▶ **Exercise instructions**
Locate each line in the rows below that contains the string "shown", and copy those lines out.

(Source records)
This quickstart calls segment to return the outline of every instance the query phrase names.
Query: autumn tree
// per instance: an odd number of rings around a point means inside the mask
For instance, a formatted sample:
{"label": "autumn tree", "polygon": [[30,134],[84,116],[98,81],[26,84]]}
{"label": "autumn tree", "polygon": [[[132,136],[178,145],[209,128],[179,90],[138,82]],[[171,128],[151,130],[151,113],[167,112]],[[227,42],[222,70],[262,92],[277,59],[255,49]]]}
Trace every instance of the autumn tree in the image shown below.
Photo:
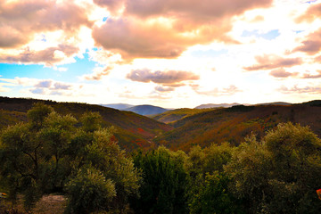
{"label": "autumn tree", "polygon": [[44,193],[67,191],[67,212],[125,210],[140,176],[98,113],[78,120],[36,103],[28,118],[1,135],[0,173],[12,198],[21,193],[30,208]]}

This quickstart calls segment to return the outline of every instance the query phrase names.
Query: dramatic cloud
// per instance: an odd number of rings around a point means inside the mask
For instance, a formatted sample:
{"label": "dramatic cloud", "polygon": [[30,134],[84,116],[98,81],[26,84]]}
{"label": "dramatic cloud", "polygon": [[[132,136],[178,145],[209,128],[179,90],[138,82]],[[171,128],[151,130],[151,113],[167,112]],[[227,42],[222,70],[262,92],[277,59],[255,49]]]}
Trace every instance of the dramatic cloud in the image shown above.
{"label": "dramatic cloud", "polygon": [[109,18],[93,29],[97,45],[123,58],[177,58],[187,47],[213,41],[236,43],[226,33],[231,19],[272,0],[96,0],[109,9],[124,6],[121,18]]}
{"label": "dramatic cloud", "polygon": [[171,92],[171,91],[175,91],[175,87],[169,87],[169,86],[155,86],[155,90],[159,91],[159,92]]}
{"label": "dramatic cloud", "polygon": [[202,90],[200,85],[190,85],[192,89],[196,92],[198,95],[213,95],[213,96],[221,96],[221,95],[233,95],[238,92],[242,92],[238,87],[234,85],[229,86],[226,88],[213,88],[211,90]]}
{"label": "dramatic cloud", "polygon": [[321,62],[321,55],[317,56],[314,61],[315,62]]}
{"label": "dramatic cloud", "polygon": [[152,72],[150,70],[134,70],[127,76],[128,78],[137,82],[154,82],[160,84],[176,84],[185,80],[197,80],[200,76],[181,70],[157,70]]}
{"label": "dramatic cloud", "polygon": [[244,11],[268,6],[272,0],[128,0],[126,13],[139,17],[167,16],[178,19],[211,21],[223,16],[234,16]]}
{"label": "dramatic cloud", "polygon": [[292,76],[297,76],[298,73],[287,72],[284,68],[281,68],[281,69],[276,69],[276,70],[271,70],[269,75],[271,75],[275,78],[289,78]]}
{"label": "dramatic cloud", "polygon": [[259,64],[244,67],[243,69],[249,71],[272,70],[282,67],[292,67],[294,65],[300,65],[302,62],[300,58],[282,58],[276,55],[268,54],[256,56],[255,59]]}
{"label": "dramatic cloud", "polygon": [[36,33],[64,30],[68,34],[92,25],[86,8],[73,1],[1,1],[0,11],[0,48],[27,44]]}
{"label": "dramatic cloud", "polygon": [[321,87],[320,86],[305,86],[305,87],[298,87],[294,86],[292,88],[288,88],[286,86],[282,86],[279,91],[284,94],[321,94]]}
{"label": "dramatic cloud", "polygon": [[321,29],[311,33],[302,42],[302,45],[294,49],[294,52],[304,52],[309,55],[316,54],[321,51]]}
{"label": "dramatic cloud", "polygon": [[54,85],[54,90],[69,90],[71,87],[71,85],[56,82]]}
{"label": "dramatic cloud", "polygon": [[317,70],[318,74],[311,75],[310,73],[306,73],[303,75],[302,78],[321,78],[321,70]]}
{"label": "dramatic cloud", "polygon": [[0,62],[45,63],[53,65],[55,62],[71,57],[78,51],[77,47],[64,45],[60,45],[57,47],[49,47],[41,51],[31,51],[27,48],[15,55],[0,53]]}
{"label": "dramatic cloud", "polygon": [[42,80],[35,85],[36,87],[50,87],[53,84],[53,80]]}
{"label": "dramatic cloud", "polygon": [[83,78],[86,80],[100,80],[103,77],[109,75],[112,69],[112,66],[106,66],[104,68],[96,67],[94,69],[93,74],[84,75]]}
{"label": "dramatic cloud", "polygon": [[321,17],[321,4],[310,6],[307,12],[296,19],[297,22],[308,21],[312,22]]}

---

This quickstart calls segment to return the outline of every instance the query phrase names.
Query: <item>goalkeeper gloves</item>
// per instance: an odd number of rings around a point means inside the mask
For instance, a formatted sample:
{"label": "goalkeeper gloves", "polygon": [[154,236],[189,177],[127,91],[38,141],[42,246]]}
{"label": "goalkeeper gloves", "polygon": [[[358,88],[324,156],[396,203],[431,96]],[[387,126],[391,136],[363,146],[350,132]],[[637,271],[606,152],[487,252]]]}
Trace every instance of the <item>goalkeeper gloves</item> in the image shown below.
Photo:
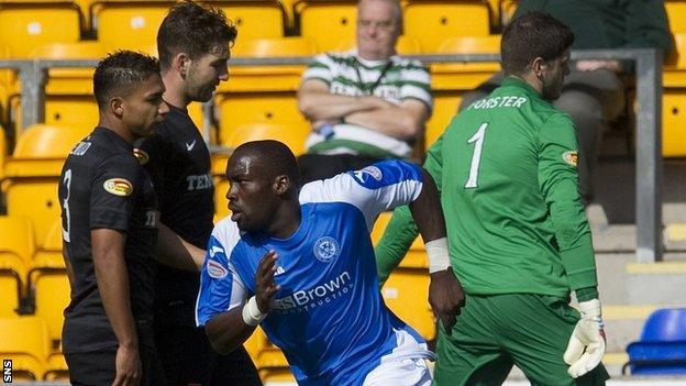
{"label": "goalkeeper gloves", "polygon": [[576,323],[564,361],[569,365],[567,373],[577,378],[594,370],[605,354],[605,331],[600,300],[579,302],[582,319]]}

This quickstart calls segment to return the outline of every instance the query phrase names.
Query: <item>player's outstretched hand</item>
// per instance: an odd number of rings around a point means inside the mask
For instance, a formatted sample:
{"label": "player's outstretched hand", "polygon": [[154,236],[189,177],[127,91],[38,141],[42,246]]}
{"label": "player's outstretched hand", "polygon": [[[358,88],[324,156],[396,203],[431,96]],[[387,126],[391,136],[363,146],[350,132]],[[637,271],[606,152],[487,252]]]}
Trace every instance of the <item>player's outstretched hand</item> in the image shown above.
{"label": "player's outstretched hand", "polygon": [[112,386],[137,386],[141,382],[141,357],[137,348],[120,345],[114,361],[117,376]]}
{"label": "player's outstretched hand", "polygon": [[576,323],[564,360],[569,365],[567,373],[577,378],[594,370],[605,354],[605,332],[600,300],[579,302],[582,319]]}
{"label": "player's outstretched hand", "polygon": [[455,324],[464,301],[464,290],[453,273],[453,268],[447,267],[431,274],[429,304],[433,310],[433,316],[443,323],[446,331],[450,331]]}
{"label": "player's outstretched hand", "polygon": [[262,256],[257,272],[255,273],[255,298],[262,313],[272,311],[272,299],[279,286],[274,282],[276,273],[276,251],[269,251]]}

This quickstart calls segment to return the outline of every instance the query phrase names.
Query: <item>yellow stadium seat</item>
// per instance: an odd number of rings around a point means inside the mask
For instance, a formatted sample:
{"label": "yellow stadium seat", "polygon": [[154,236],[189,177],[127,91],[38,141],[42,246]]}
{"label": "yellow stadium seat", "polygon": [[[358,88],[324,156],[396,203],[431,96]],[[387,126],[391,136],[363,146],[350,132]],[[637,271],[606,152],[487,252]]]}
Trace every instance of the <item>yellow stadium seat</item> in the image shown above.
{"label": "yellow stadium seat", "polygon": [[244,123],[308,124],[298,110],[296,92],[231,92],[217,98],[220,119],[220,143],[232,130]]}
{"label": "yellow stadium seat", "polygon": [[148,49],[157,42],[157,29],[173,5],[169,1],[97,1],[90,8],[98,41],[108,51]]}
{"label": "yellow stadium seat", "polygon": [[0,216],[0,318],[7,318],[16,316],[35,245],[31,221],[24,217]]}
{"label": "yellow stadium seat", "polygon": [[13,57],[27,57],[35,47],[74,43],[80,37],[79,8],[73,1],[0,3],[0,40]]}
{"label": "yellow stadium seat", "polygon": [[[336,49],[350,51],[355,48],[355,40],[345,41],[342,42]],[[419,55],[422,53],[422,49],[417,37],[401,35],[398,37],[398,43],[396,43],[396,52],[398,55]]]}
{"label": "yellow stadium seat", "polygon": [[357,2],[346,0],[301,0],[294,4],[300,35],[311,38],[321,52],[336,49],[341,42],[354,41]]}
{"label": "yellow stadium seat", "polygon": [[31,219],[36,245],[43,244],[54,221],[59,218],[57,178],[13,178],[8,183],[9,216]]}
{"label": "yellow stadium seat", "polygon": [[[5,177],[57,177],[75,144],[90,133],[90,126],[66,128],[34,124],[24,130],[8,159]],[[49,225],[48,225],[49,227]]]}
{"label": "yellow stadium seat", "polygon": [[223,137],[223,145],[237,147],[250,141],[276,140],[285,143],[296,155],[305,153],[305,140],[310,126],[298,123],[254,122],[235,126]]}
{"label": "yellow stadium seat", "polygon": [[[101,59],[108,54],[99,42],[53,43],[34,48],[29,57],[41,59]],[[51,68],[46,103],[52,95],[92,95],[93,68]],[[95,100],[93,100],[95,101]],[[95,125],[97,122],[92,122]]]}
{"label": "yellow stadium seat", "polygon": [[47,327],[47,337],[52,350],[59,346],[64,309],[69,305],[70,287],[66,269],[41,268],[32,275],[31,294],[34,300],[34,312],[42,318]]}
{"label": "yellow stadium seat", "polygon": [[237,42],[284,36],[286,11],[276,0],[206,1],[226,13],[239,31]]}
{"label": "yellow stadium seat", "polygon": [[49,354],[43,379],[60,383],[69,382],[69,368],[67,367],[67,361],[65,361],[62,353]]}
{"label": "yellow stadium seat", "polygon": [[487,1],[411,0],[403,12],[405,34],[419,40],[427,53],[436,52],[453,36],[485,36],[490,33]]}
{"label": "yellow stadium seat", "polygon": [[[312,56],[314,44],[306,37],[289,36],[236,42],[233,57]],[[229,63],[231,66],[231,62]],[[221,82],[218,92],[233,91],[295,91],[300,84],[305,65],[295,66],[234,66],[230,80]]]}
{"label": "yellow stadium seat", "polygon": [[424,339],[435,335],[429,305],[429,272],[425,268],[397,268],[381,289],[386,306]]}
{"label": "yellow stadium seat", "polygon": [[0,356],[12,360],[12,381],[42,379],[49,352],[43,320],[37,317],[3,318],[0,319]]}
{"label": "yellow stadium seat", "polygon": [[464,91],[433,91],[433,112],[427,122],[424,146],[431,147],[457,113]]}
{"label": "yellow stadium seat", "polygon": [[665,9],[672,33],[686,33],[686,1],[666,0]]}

---

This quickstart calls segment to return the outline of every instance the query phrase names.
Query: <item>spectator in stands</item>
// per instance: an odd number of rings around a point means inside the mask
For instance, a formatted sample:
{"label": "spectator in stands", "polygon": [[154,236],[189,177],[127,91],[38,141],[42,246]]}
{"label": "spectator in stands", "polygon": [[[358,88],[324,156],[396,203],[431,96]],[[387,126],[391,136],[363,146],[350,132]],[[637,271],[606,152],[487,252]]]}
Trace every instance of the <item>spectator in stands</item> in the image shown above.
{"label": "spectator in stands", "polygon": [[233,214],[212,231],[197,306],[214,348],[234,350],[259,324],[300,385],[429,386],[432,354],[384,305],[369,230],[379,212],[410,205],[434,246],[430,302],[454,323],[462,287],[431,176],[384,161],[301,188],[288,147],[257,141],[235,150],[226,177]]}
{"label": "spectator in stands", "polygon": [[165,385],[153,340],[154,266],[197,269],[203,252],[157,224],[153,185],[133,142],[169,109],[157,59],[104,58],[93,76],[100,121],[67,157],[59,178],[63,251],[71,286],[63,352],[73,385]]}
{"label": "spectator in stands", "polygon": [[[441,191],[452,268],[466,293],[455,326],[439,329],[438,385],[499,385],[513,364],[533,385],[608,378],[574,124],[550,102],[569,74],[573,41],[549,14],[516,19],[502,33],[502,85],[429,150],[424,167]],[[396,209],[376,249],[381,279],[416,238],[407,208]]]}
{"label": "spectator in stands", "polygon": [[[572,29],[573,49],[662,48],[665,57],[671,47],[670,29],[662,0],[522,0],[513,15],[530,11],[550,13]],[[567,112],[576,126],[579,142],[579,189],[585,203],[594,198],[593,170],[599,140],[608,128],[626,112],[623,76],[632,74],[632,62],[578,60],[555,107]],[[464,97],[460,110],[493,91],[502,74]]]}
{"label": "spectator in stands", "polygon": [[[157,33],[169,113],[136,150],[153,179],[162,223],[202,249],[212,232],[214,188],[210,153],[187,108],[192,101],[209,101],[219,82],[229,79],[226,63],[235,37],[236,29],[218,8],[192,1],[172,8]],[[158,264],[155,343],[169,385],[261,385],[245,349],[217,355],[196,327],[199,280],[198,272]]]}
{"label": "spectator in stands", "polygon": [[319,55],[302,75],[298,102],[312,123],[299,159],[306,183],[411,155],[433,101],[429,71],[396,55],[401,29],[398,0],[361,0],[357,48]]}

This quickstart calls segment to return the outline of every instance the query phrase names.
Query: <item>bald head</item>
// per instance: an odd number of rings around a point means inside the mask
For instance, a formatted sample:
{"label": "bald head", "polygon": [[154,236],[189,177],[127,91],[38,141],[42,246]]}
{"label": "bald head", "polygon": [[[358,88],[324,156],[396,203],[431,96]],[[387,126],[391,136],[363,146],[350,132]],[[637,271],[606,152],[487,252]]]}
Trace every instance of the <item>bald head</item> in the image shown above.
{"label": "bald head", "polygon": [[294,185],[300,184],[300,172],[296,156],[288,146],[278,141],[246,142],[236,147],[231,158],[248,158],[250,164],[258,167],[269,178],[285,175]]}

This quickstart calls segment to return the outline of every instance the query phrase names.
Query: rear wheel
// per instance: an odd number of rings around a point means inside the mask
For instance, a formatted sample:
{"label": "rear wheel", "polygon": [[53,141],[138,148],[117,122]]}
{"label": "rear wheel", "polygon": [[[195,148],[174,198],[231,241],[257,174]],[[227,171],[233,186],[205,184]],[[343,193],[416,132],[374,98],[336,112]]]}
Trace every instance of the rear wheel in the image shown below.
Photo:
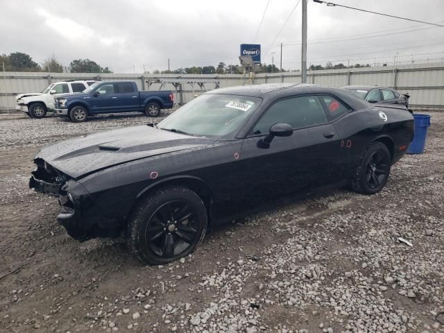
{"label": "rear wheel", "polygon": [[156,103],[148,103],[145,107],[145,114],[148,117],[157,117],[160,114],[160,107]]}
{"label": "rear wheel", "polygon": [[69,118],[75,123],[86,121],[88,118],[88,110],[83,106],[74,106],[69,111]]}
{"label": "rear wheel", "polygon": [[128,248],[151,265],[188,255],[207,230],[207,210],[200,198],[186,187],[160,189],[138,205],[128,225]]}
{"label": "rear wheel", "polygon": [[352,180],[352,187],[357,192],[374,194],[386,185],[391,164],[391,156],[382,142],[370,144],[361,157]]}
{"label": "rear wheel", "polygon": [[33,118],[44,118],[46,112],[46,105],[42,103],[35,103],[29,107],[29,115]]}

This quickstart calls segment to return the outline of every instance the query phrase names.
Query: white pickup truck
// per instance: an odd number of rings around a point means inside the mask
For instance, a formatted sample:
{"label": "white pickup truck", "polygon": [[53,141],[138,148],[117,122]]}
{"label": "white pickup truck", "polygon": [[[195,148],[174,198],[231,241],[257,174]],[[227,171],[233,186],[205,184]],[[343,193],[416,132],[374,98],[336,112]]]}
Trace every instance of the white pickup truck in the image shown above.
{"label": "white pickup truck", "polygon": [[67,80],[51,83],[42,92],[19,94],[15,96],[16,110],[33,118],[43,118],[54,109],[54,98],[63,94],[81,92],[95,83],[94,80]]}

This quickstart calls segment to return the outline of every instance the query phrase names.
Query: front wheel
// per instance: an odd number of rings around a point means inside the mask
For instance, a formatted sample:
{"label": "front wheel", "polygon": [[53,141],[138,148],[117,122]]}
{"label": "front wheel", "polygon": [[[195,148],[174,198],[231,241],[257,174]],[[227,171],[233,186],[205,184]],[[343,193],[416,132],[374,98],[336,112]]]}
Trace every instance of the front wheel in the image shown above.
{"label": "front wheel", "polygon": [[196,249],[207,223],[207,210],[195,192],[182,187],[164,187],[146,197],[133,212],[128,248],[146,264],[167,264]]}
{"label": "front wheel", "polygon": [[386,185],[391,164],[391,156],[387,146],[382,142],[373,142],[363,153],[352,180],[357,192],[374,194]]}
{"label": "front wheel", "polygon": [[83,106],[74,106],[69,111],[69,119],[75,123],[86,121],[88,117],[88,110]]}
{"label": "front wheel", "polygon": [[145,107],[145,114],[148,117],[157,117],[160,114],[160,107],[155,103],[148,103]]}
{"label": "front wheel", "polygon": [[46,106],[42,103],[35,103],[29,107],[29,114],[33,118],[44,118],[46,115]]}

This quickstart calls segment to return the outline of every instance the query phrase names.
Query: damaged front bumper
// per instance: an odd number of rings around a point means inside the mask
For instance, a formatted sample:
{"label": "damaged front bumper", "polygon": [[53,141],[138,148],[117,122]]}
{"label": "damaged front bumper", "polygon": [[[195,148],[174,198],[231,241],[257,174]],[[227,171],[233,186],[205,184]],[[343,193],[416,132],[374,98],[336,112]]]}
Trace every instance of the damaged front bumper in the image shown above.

▶ **Result**
Trace every instance of the autumn tree in the image shown below.
Trace every instance of the dramatic cloud in the image shown above.
Trace every instance of the <item>goalkeeper gloves</item> in the image shown below.
Trace every instance of the <item>player's outstretched hand</item> in the image shown above.
Trace every instance of the <item>yellow stadium seat</item> in the image shown above.
Trace every instance of the <item>spectator in stands</item> in the image shown above.
Trace every instance of the <item>bald head</item> in the image shown above.
Trace every instance of the rear wheel in the image shown below.
Trace every instance of the white pickup truck in the image shown above.
Trace every instance of the front wheel in the image shown above.
Trace every instance of the damaged front bumper in the image shown above.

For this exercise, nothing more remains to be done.